▸ **Supplied records**
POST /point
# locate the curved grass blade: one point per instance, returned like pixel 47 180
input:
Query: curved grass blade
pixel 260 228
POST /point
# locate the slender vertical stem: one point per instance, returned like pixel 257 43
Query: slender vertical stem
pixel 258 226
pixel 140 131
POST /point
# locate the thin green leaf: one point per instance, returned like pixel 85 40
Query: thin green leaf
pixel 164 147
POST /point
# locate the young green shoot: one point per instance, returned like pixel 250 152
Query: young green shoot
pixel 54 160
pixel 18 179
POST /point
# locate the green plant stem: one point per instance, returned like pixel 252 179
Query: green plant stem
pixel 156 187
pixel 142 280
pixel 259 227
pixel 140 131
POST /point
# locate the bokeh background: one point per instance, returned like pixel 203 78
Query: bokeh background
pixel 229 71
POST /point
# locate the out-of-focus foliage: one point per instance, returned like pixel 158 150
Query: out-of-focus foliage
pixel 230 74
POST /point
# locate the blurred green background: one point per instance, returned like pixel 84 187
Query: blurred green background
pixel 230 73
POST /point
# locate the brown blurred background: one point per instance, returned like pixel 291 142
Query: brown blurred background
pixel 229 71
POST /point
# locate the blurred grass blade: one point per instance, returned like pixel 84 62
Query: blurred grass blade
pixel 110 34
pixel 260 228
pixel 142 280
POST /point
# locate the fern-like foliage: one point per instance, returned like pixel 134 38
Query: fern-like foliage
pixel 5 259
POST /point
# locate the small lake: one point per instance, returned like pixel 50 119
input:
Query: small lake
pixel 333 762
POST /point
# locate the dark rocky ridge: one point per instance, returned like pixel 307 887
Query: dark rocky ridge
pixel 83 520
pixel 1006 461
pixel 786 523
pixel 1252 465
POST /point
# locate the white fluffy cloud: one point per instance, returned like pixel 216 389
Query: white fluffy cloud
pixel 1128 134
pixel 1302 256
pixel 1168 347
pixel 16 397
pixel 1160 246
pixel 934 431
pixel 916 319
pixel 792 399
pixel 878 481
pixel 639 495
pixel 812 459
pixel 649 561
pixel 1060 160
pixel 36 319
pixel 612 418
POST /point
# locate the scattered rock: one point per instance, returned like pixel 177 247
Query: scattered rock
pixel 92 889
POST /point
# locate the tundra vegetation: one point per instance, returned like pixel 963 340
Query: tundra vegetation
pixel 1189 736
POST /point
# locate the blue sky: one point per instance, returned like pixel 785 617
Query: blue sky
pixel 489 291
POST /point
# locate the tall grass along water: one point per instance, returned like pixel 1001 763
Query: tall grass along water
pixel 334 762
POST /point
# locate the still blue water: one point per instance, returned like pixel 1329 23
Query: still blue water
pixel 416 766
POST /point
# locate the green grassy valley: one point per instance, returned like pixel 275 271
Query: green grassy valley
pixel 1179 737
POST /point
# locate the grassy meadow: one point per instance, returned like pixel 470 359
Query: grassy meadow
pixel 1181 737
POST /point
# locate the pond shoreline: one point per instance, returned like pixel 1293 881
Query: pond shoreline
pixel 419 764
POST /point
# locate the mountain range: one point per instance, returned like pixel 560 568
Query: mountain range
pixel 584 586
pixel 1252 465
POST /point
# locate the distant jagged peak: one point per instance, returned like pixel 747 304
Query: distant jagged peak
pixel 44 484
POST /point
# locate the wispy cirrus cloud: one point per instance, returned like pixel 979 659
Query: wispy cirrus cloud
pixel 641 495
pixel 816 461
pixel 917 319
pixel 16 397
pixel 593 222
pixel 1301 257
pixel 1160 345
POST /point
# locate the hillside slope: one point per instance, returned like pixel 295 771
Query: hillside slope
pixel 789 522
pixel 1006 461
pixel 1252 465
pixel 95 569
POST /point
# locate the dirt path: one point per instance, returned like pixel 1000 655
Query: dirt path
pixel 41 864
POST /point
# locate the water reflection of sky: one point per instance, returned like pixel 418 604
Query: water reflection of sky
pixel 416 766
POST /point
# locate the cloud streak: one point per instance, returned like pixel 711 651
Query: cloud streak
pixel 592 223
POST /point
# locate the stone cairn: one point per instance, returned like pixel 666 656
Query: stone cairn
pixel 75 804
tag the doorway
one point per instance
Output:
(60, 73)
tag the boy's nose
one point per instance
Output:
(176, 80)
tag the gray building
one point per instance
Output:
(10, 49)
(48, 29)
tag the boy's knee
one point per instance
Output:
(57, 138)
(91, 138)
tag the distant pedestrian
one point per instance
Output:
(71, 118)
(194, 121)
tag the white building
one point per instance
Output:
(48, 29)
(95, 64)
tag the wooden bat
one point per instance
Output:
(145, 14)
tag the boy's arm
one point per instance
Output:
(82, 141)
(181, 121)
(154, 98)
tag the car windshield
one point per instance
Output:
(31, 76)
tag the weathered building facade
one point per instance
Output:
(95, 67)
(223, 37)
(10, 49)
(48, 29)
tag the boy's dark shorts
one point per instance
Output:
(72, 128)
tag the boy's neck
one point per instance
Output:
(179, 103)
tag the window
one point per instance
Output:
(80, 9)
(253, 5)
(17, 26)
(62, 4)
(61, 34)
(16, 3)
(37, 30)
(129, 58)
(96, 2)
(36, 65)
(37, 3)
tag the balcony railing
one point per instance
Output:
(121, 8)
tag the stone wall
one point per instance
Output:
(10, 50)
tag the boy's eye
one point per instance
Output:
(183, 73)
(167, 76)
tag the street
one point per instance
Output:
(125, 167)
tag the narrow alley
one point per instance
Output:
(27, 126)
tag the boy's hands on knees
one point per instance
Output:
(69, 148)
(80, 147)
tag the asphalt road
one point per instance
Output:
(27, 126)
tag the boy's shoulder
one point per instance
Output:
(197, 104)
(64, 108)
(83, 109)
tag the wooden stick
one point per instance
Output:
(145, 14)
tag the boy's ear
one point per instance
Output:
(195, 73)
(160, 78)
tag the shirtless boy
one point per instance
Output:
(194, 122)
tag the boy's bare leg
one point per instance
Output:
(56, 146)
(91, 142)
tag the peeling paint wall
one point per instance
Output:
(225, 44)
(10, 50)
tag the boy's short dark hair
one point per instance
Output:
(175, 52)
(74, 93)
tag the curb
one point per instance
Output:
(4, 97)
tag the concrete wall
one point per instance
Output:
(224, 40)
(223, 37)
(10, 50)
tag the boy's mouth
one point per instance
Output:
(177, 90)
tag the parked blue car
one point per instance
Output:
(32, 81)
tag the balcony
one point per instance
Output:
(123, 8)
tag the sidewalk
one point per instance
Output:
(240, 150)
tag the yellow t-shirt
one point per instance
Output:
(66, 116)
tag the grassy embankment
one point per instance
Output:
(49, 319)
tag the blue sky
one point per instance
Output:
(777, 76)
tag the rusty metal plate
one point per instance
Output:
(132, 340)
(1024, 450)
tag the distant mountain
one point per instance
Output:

▸ **Aim**
Reproduce every item above verbatim, preserving each line without alteration.

▸ **Answer below**
POST /point
# locate the curved grass blade: one point per instance, returned like pixel 47 180
input:
Query: curved grass blade
pixel 260 228
POST /point
# locate the slender vertical stem: one point per instance, returned like pixel 257 43
Query: slender vertical stem
pixel 258 226
pixel 140 131
POST /point
# locate the thin green leaf: one point per instance, returned like pixel 85 40
Query: thin green leaf
pixel 164 147
POST /point
# locate the young green shoot: one point per instance, returned like pixel 250 152
Query: young green shoot
pixel 54 160
pixel 18 179
POST /point
# locate the green plant stem: one point per instance, returned like pixel 252 179
Query: green plant stem
pixel 156 187
pixel 142 280
pixel 259 227
pixel 140 131
POST /point
# locate the bokeh background: one point per instance, returned like pixel 203 78
Query: bokeh background
pixel 229 71
POST /point
# locate the out-of-focus foliage: one point per instance, returned like pixel 158 150
Query: out-of-focus foliage
pixel 230 74
POST /point
# locate the blurred green background: one point per instance, returned like pixel 84 187
Query: blurred green background
pixel 230 73
POST /point
# locate the brown blurred background: one point per instance, returned like pixel 291 142
Query: brown blurred background
pixel 229 71
POST /point
# locate the blurred grass blade: one point per instance, returned like pixel 84 62
Query: blurred grass blade
pixel 110 34
pixel 260 228
pixel 142 280
POST /point
# locate the fern-like foliage: one point per instance, returned like pixel 134 38
Query: fern-like foliage
pixel 5 259
POST /point
# locate the small lake: one point per instance, returned like pixel 50 119
input:
Query: small lake
pixel 333 762
POST /point
# locate the dark rocky ridge: one point per instance, returned like pixel 307 887
Query: dark rocky ridge
pixel 83 520
pixel 1006 461
pixel 786 523
pixel 1252 465
POST /point
# locate the white fluffy cloud: one point per instance, returned like pixel 216 389
Query: white fluffy cloud
pixel 1128 134
pixel 1302 256
pixel 1168 347
pixel 16 397
pixel 1160 246
pixel 934 431
pixel 916 319
pixel 792 399
pixel 878 481
pixel 639 495
pixel 812 459
pixel 649 561
pixel 1060 160
pixel 36 319
pixel 612 418
POST /point
# locate the scattered rock: one point per instance, returned like pixel 177 247
Query: scattered rock
pixel 92 889
POST /point
# locate the tundra vegetation: one point per instance, returned like pixel 963 340
Query: tundra vegetation
pixel 1189 736
POST /point
# locate the blue sky: one point per instance, returned like pixel 785 617
Query: blue sky
pixel 489 291
POST /point
# locate the tall grass along water: one point per instance, returned like pixel 1001 763
Query: tall grass along water
pixel 334 762
POST /point
# locate the still blue water: one point per instance, returned like pixel 1329 23
Query: still blue water
pixel 416 766
POST /point
# locate the green grassy valley: one point per instance, returned like pixel 275 271
Query: green grassy valley
pixel 1179 737
POST /point
# locate the grassy meadow: one point per instance, returned like pixel 470 359
Query: grassy meadow
pixel 1181 737
POST /point
# locate the pond shoreline: one point per instance, returned like pixel 1293 881
Query: pond shoreline
pixel 419 764
POST /point
# locate the mountain range: one point per instance, returned like pixel 560 568
Query: mountain range
pixel 584 586
pixel 1252 465
POST /point
# locate the distant jagged peak: one point per instance, returned like pixel 747 304
Query: distant jagged peak
pixel 44 484
POST /point
# locate the wispy cirrus cloud: one point per instance, returned like pixel 979 659
Query: wispy cirrus cloud
pixel 641 495
pixel 816 461
pixel 917 319
pixel 16 397
pixel 593 222
pixel 1301 257
pixel 1160 345
POST /point
# locate the hillside slope: one point per instance, returned like pixel 295 771
Query: hillside slope
pixel 789 522
pixel 1006 461
pixel 1252 465
pixel 95 569
POST /point
# locate the dirt path: one point per instance, returned like pixel 1000 655
Query: dirt path
pixel 41 864
POST /point
# locate the water reflection of sky: one point per instance, returned like pixel 418 604
Query: water reflection of sky
pixel 416 766
POST /point
# locate the cloud streak: one point per instance, returned like pixel 711 651
Query: cloud streak
pixel 592 223
POST /point
# locate the stone cairn: one point per instance, returned like pixel 666 656
Query: stone cairn
pixel 75 804
tag the doorway
one point per instance
Output:
(60, 73)
tag the boy's nose
one point per instance
Output:
(176, 80)
tag the gray building
one point per instance
Output:
(10, 49)
(48, 29)
tag the boy's knee
one point per instance
Output:
(57, 138)
(91, 138)
tag the distant pedestrian
one point per instance
Output:
(71, 118)
(194, 121)
tag the white building
one point per instance
Output:
(48, 29)
(95, 64)
tag the wooden bat
one point per instance
Output:
(145, 14)
tag the boy's arm
one point per instance
Output:
(82, 141)
(181, 121)
(154, 98)
tag the car windshield
one point per instance
Output:
(31, 76)
tag the weathered building facade
one point per instance
Output:
(95, 67)
(223, 37)
(10, 49)
(48, 29)
tag the boy's dark shorts
one point per instance
Output:
(72, 128)
tag the boy's neck
one point per instance
Output:
(179, 103)
tag the window
one point per instance
Output:
(80, 9)
(253, 5)
(17, 26)
(62, 4)
(61, 34)
(16, 3)
(37, 30)
(129, 58)
(96, 2)
(36, 65)
(37, 3)
tag the balcony railing
one point per instance
Output:
(121, 8)
tag the stone wall
one point per instance
Output:
(10, 50)
tag the boy's eye
one point per instance
Output:
(183, 73)
(167, 76)
tag the street
one point per instance
Output:
(125, 167)
tag the narrow alley
one point per instance
Output:
(27, 126)
tag the boy's hands on knees
one point per instance
Output:
(69, 148)
(80, 147)
tag the asphalt road
one point per instance
Output:
(27, 126)
tag the boy's shoulder
one point per instance
Output:
(197, 104)
(64, 108)
(83, 109)
tag the wooden stick
one point per instance
Output:
(145, 14)
tag the boy's ear
one point per instance
Output:
(195, 73)
(160, 78)
tag the shirtless boy
one point per instance
Output:
(194, 122)
tag the boy's bare leg
one point per instance
Output:
(56, 146)
(91, 142)
tag the peeling paint wall
one point per instance
Output:
(225, 44)
(10, 50)
tag the boy's short dark hair
one point per instance
Output:
(175, 52)
(74, 93)
tag the curb
one point per instance
Output:
(4, 97)
tag the concrete wall
one point per instance
Output:
(224, 40)
(223, 37)
(10, 50)
tag the boy's mouth
one point per instance
Output:
(177, 90)
tag the parked blue car
one point per instance
Output:
(32, 81)
tag the balcony
one point per instance
Output:
(123, 8)
tag the sidewalk
one point per instance
Output:
(240, 150)
tag the yellow t-shirt
one point per instance
Output:
(66, 116)
tag the grassy embankment
one point per instance
Output:
(49, 319)
tag the blue sky
one point per instance
Output:
(777, 76)
tag the rusty metal plate
one point per instance
Output:
(132, 340)
(1024, 450)
tag the distant mountain
one point per instance
Output:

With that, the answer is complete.